>>
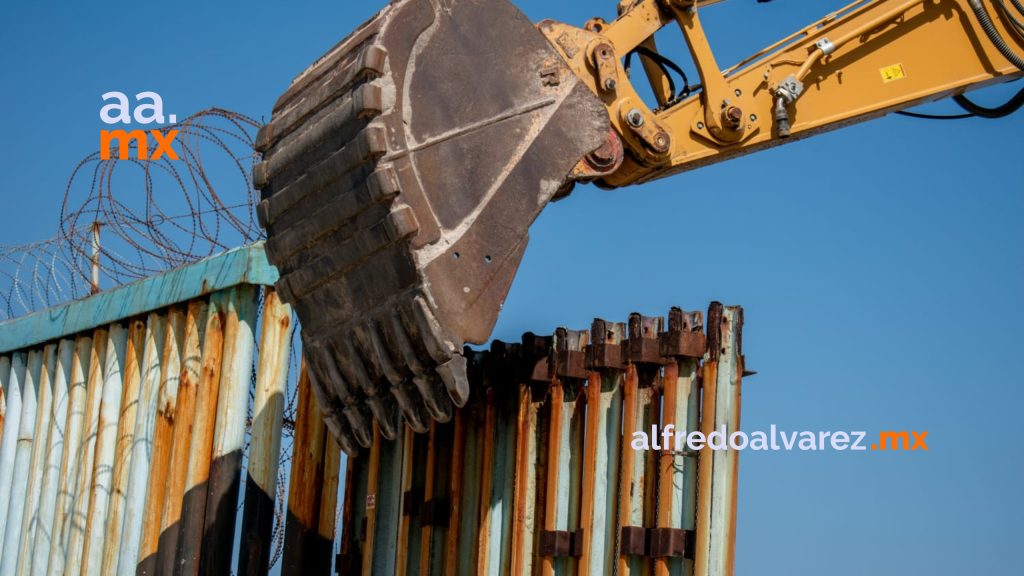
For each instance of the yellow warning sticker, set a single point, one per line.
(893, 73)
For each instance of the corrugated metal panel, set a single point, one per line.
(122, 450)
(537, 474)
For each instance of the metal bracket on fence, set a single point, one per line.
(436, 512)
(643, 345)
(569, 355)
(656, 542)
(347, 564)
(633, 540)
(603, 353)
(561, 543)
(672, 542)
(537, 353)
(412, 502)
(685, 337)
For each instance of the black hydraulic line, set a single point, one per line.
(935, 116)
(974, 110)
(986, 24)
(1011, 107)
(666, 65)
(1018, 27)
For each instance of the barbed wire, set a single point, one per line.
(124, 219)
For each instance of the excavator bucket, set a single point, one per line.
(399, 177)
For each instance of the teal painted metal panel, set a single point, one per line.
(247, 264)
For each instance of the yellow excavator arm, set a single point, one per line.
(401, 171)
(869, 58)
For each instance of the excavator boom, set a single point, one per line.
(401, 171)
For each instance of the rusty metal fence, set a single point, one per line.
(126, 420)
(141, 433)
(538, 475)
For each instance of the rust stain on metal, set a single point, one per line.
(264, 451)
(201, 451)
(163, 440)
(132, 379)
(183, 422)
(306, 483)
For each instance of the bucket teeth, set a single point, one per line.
(399, 176)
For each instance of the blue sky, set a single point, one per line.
(881, 266)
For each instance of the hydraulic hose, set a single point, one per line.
(1011, 107)
(986, 24)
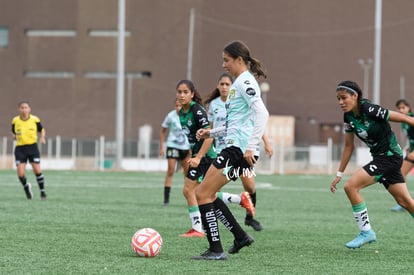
<<
(Written request): Pull out every line of the rows above that contains the string "panel", and treat uppercase and lowercase as different.

(The reply):
For each instance of the corrugated metal panel, set a single point, one per line.
For each instance of the teal painted metal panel, set a single point, one per line.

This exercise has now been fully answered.